Stated task 1
Return every line of the records that contains the string "warehouse".

Consider: if you zero out the 1A current source, leaving the dependent source, then ix will go to zero and there will be no current anywhere in the circuit. The contribution to V1 will be zero. Why will ix go to zero? Because the only possible source for ix will come from the dependent source, and it only supplies 0.5 ix. It's a stable feedback situation that drives ix to zero.

Now remove the dependent source. You're left with a simple resistor network with a 1A source, and V1 can be solved easily. Now, the superposition contribution of the dependent source from above was zero, so this new value of V1 should be the total of the contributions. But this would mean that the dependent source has no effect at all on circuit behavior, which doesn't sound right.

So, if you leave the dependent source in the circuit you end up with two nodes to deal with, at the points with the V1 and V2 labels. Write KCL for both nodes. You'll end up with two equations in two unknowns. Solve for the one you want.

Segmentation dataset records

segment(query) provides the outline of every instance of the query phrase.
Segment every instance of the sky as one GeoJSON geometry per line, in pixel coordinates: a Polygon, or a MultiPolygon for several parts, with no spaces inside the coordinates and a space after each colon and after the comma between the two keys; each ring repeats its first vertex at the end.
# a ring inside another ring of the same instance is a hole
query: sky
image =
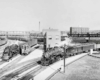
{"type": "Polygon", "coordinates": [[[100,0],[0,0],[0,31],[100,30],[100,0]]]}

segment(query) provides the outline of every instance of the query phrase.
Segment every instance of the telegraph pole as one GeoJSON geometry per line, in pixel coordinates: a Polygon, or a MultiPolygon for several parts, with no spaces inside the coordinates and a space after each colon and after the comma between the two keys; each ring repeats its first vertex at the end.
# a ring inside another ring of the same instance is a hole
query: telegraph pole
{"type": "Polygon", "coordinates": [[[65,58],[66,58],[66,45],[64,45],[64,73],[65,73],[65,67],[66,67],[66,65],[65,65],[65,58]]]}
{"type": "Polygon", "coordinates": [[[39,21],[39,32],[40,32],[40,21],[39,21]]]}

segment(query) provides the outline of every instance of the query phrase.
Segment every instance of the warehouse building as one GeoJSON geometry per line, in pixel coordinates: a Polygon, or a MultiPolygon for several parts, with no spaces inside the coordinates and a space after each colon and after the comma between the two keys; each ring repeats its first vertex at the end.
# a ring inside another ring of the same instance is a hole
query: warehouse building
{"type": "Polygon", "coordinates": [[[46,48],[55,47],[61,41],[61,32],[57,29],[44,29],[46,48]]]}
{"type": "Polygon", "coordinates": [[[87,34],[89,28],[87,27],[70,27],[70,34],[87,34]]]}

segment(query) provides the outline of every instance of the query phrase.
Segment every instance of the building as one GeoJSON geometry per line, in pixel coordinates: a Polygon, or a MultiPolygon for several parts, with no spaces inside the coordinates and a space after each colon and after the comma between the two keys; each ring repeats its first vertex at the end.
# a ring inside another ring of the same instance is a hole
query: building
{"type": "Polygon", "coordinates": [[[61,32],[57,29],[44,29],[46,48],[54,47],[61,41],[61,32]]]}
{"type": "Polygon", "coordinates": [[[70,27],[70,34],[87,34],[89,28],[87,27],[70,27]]]}

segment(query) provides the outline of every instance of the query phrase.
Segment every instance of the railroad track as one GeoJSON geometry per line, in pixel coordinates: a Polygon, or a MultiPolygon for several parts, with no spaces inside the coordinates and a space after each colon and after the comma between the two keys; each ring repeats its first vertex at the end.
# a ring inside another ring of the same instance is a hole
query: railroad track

Stated task 2
According to the circuit analysis text, what remains once the dependent source is removed?

Answer 1
Segment every instance of the warehouse building as one GeoJSON geometry per line, in pixel coordinates: a Polygon, or a MultiPolygon for several parts, with no spaces inside the coordinates and a space after each colon and after the comma between the two keys; each ring repeats its first vertex at the end.
query: warehouse building

Answer 2
A simple resistor network with a 1A source.